Go through the records and copy each line where the string "positive" occurs.

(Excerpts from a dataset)
□ □ □

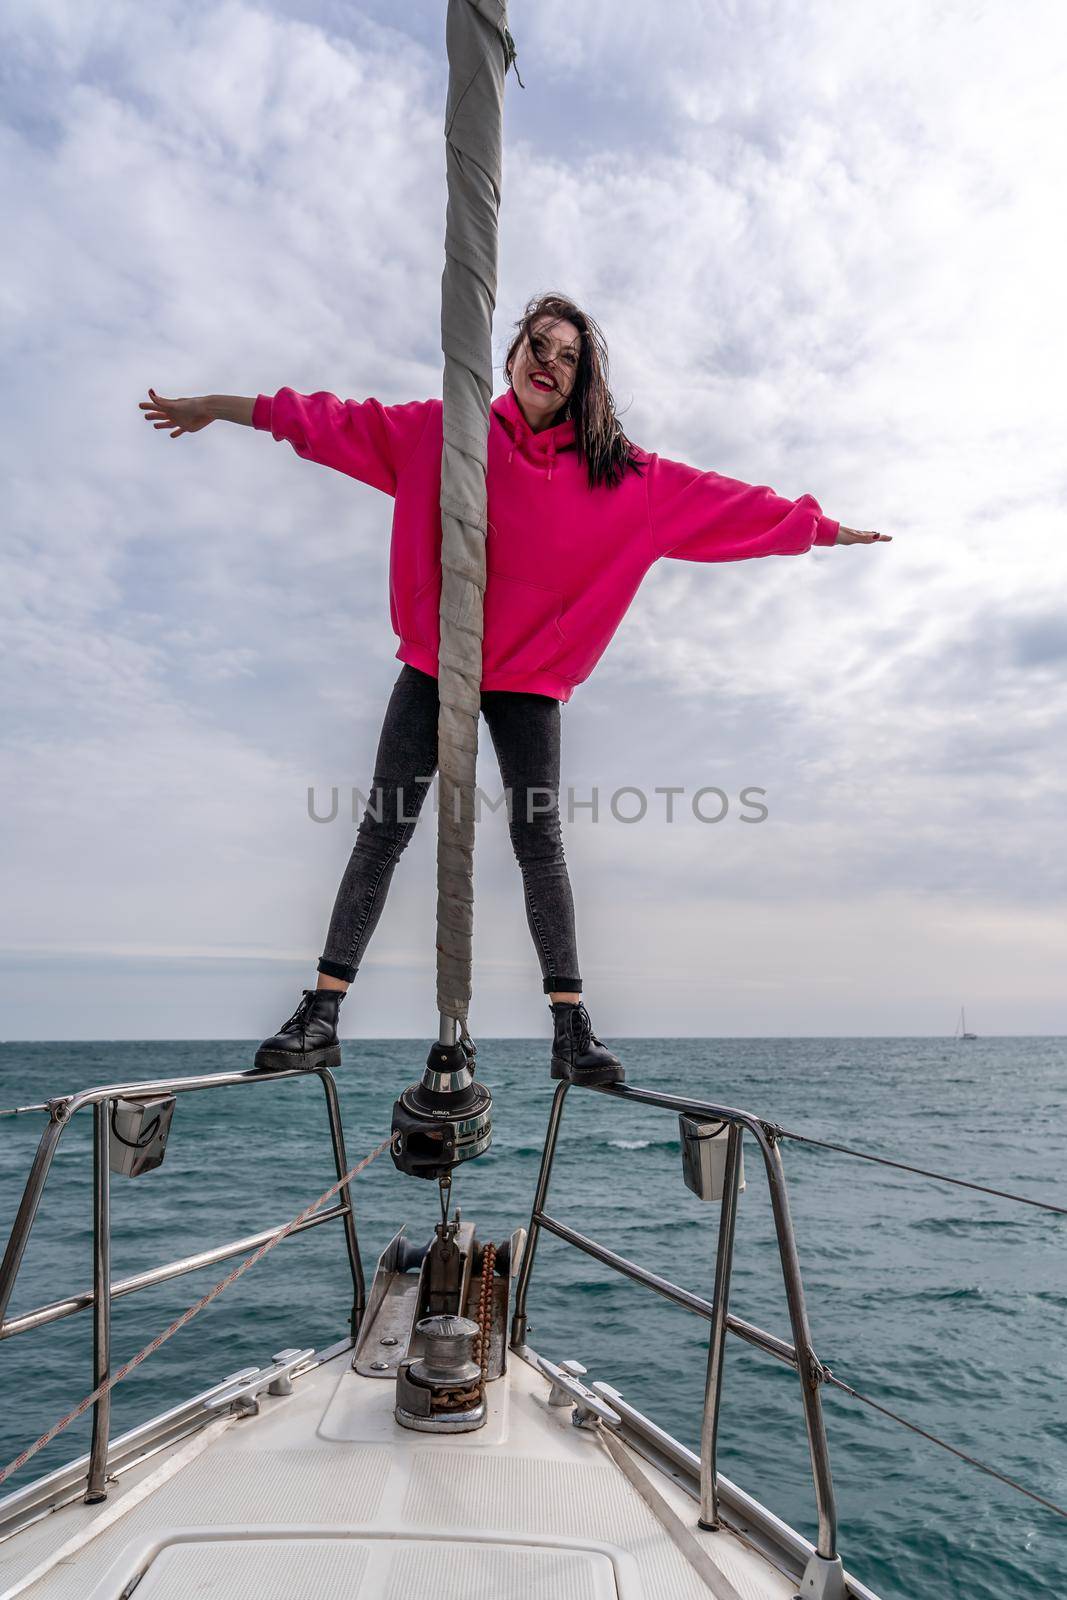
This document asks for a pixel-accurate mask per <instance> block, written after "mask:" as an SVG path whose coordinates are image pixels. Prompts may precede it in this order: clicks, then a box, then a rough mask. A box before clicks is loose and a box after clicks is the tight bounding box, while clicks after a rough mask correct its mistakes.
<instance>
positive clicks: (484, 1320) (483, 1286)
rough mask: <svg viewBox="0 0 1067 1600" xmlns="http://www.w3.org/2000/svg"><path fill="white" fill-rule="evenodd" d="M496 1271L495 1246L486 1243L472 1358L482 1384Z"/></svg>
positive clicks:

□ □ □

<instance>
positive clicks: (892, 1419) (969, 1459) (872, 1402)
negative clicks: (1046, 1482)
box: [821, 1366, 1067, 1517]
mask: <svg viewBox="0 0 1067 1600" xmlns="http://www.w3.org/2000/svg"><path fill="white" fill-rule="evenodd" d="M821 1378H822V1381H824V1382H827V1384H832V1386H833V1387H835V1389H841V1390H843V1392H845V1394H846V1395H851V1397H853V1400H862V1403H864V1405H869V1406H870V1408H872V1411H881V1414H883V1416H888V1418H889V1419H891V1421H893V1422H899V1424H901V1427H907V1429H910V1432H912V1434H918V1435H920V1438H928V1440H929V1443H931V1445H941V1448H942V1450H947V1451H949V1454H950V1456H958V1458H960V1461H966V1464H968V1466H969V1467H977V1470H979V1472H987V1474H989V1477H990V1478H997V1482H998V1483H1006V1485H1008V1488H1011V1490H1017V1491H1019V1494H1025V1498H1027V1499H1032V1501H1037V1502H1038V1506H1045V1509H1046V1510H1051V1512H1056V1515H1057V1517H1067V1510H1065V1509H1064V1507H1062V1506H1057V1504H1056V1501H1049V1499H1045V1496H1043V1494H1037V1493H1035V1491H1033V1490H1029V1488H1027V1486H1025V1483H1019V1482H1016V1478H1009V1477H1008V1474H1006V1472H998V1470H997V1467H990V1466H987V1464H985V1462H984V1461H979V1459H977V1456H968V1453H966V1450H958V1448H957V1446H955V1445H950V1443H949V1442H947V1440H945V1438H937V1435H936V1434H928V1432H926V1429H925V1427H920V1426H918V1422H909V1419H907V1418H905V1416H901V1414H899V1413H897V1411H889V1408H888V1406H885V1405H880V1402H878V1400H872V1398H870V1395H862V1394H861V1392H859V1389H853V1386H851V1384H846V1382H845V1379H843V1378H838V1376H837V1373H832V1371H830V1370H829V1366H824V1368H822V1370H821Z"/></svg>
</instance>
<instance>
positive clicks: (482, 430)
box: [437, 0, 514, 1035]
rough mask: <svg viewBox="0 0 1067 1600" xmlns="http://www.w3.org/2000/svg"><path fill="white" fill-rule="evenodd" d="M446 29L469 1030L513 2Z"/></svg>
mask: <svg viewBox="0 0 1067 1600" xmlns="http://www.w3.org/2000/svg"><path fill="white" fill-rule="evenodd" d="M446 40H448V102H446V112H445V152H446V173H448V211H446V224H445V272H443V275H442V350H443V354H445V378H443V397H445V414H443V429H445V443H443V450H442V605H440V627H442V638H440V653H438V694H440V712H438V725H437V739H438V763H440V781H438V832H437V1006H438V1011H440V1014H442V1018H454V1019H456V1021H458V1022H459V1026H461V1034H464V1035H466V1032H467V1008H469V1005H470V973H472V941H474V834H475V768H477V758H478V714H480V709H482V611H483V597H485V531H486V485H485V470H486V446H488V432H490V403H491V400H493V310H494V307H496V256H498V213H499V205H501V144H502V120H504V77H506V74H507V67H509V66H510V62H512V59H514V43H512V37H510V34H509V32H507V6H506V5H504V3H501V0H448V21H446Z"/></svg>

□ □ □

Response box »
positive clicks: (484, 1320) (483, 1286)
positive clicks:
positive clicks: (892, 1419) (969, 1459) (872, 1402)
positive clicks: (482, 430)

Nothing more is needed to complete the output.